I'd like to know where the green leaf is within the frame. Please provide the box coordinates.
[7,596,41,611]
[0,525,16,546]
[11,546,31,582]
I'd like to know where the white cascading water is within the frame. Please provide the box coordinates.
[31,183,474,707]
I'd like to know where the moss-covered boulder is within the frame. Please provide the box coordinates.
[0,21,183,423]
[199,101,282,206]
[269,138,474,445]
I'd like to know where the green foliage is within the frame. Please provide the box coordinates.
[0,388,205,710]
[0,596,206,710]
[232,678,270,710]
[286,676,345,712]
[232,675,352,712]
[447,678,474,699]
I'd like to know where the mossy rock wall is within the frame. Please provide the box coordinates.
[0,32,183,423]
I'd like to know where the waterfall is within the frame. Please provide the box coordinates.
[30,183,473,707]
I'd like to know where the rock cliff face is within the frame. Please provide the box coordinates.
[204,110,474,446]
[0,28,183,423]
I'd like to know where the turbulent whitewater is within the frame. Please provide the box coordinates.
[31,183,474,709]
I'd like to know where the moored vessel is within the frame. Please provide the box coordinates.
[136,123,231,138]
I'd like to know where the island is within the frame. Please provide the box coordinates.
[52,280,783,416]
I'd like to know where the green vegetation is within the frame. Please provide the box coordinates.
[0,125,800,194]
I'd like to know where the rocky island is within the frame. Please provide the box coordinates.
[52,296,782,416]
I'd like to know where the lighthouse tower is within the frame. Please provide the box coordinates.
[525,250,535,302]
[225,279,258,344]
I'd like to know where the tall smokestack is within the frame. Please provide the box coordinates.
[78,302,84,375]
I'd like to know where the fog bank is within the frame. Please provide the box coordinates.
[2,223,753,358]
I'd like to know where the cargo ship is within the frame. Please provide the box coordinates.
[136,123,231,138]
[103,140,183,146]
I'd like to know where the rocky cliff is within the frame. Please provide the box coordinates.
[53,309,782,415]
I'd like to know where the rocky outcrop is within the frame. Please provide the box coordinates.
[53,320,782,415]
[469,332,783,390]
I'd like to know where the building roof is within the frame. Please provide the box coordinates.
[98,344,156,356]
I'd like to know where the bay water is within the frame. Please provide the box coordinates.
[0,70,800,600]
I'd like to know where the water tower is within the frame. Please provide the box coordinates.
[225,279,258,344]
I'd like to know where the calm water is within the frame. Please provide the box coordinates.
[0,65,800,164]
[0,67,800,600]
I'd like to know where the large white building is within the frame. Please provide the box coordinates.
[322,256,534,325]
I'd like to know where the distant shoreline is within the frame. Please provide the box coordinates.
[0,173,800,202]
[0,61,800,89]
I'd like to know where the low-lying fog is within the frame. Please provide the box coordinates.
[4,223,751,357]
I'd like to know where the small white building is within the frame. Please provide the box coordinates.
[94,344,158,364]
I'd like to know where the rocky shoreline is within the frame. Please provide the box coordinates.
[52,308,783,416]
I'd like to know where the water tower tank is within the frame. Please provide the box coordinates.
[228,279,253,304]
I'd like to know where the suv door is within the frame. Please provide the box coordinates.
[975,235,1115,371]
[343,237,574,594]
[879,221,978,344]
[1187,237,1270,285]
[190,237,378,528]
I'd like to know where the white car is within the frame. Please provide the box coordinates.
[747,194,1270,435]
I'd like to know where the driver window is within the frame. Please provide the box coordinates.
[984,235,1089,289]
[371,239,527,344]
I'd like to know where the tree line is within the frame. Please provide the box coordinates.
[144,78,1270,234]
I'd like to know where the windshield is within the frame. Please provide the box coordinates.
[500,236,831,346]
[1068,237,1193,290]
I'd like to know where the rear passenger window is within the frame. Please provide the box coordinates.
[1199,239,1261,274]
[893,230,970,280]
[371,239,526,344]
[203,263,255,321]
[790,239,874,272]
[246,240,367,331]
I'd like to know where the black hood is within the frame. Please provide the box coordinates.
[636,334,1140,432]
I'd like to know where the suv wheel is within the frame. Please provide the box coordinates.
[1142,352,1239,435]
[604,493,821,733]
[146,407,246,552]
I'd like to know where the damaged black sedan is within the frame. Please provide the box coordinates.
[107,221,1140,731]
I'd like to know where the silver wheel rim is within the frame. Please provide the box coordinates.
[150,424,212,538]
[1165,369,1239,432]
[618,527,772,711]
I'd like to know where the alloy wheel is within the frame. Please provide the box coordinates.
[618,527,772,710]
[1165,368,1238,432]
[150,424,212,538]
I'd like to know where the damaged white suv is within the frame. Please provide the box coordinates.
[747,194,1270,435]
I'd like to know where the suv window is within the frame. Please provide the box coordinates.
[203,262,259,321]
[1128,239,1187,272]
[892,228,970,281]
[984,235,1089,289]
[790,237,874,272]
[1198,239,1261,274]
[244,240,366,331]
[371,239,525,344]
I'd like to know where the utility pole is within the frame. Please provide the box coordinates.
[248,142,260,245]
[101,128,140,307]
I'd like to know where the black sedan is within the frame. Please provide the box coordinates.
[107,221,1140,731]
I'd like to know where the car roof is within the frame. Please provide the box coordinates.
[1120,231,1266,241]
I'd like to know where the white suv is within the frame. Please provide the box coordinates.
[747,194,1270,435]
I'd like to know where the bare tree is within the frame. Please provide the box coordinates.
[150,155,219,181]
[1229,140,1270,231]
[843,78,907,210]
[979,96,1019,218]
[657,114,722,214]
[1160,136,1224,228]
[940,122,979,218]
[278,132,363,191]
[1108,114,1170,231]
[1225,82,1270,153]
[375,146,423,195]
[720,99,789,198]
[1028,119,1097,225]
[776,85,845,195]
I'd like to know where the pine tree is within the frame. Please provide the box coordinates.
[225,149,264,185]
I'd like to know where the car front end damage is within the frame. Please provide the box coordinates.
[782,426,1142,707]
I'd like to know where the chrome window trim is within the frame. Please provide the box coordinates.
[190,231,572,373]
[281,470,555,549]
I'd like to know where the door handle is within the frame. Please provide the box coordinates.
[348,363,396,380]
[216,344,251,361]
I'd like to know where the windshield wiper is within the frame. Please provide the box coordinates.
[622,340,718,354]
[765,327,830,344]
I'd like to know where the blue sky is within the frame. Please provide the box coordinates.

### REQUEST
Rewrite all of the lines above, substituting "coordinates of the box" for "box coordinates" wherever it occurs and leaving everything else unchanged.

### TASK RESULT
I'd like to know where the green leaf is within the frame. Please provide the coordinates of the box.
[7,596,41,611]
[0,525,16,546]
[11,546,31,582]
I'd like to know where the white cascading water is within the frame. Please provide the coordinates of the box.
[31,183,474,707]
I'd like to know where the moss-covered boulder is within the frame. Please provide the coordinates of the box.
[0,21,183,423]
[199,101,282,206]
[269,138,474,445]
I'd like to know where the green foliage is within the frame. Please provide the coordinates of the box.
[0,388,205,710]
[0,596,206,710]
[232,678,270,710]
[286,676,345,712]
[232,675,352,712]
[447,678,474,699]
I'd like to know where the mossy rock wall is within the frame. Please provide the coordinates of the box.
[0,32,183,423]
I'd like to know where the waterfall is within the frame. Please provide the coordinates of the box.
[30,183,473,707]
I'd like to know where the rock cliff face is within the frame. Please provide the coordinates of the box.
[204,110,474,446]
[0,28,183,423]
I'd like to know where the turbulent whitewater is within the frame. Please provide the coordinates of the box.
[31,183,474,709]
I'd like to know where the moored vessel is within the frame. Please provide the coordinates of the box.
[136,123,231,138]
I'd like to know where the island is within the frame. Please provide the coordinates of the box.
[52,280,783,416]
I'd like to know where the green vegetation is within the frame. Please provide the coordinates of the box.
[0,125,800,194]
I'd like to know where the rocky island is within the frame. Please provide the coordinates of the box.
[52,296,782,416]
I'd like to know where the lighthouse tower is within the frame. Please provide the coordinates of the box.
[525,250,535,302]
[225,279,258,344]
I'd like to know where the tall smokestack is within the frame. Please provide the coordinates of the box.
[78,302,84,375]
I'd like to know where the fog bank is within the frame. Please provide the coordinates of the box.
[2,223,753,358]
I'd like to know where the cargo ship is within the frame. Please provide the coordinates of the box.
[136,123,231,138]
[103,140,183,146]
I'd like to know where the rocky cliff is within the frame. Please provide the coordinates of the box.
[53,309,782,415]
I'd like to know where the rocky outcrop is within the frame. Please provide the coordinates of the box.
[53,320,782,415]
[469,332,783,390]
I'd like to know where the building roof is within the frame. Please provide the coordinates of the box.
[98,344,156,356]
I'd like to know where the bay water is within the frame. Please provide the coordinates of the box.
[0,70,800,600]
I'd like to know where the water tower is within the frame. Please provide the coordinates of the box.
[225,279,258,344]
I'd like to know where the calm water is within the frame. Please provide the coordinates of the box.
[0,65,800,164]
[0,67,800,600]
I'd like to know where the large white building is within the frame. Please provide the coordinates of the box.
[322,256,534,325]
I'd like to know where the distant shoreline is within the frame. Please provide the coordinates of the box.
[0,173,800,202]
[0,61,800,89]
I'd like to know where the low-lying fog is within the frame. Please provide the coordinates of the box.
[4,223,751,357]
I'd like to know where the small white building is within the frame. Please provide the coordinates of the box.
[94,344,158,364]
I'd like to know where the rocky shoreline is within the frame. Please provide the coordinates of the box.
[52,308,783,416]
I'd like to know where the water tower tank is within the frame. Please provide the coordinates of the box.
[228,279,253,304]
I'd like to know where the suv door is within the frame. Please provide the coordinates of the box.
[975,235,1115,371]
[343,237,574,594]
[879,221,978,344]
[1187,237,1270,285]
[190,237,378,528]
I'd like to know where the white car is within the frame. Please provide the coordinates of the box.
[747,194,1270,435]
I'd like to know where the driver window is within the frame. Please provide the coordinates of the box.
[984,235,1089,289]
[371,239,527,344]
I'd like to know where the tree line is within the frame. Please provide the coordinates of the box.
[144,78,1270,234]
I'd like to know where the windshield is within the frame. Please provide the coordinates of the box.
[500,236,831,346]
[1068,237,1193,290]
I'd like to know where the rear passenger window is within the frame. Please provide the coordinates of the box.
[1199,239,1261,274]
[893,230,970,280]
[371,239,526,344]
[203,263,255,321]
[790,239,874,272]
[246,240,367,331]
I'd like to know where the black hood is within the frame. Please provide the coordinates of the box.
[636,334,1140,432]
I'd like to know where the suv wheel is within the frame. Please provide the coordinates of the box.
[1142,352,1239,435]
[604,493,821,733]
[146,407,246,552]
I'd like to know where the damaged black sedan is within the frame. Please provide the coordinates of the box.
[107,221,1140,731]
I'd like to know where the silver wheel rim is within the frame. Please provide the coordinates of the box.
[150,424,212,538]
[1165,369,1239,432]
[618,527,772,711]
I'd like to know where the alloy wheel is within the frame. Please provide the coordinates of the box.
[618,527,772,710]
[1165,368,1238,432]
[150,424,212,538]
I'd like to know where the damaged white suv is within the frame. Please provide the coordinates of the box.
[747,194,1270,435]
I'd like to know where the suv window is within the frame. Please provide the coordinates of the box.
[203,262,259,321]
[1128,239,1187,272]
[892,228,970,281]
[984,235,1089,289]
[790,237,874,272]
[1198,239,1261,274]
[244,240,366,331]
[371,239,525,344]
I'd like to know where the utility pole is within the frame. Please provide the coordinates of the box.
[248,142,260,245]
[101,128,140,307]
I'd like to know where the black sedan is within the frame. Please provide the coordinates of the box.
[107,221,1140,731]
I'd like to know where the car roof is within the frame. Please provide the coordinates of the box.
[1120,231,1266,241]
I'd like to know where the white suv is within the frame. Please provide the coordinates of the box.
[747,194,1270,435]
I'd like to know where the bare tree is within the frame. Please provide the coordinates of the box.
[150,155,219,181]
[1229,140,1270,231]
[843,78,907,210]
[979,96,1019,218]
[657,114,722,214]
[1160,136,1224,228]
[940,122,979,218]
[278,132,363,191]
[1108,114,1170,231]
[1225,82,1270,153]
[375,146,423,195]
[720,99,789,198]
[1028,119,1097,225]
[776,85,845,195]
I'd like to know where the pine tree is within the frame. Please provide the coordinates of the box.
[225,149,264,185]
I'd like to know where the car front end damage is within the frame. Please provide the coordinates of the box.
[782,426,1142,707]
I'd like to know where the chrome window trim is within the frame. Please provide the coordinates of the box.
[190,231,572,373]
[281,470,555,549]
I'd like to know where the door handle is within the frame. Please provide the coordinates of the box.
[348,363,396,380]
[216,344,251,361]
I'd like to know where the windshield wiper is within the frame. Please provide the coordinates of the box.
[622,340,718,354]
[765,327,830,344]
I'd like to know where the blue sky is within the frame. Please provide the coordinates of the box.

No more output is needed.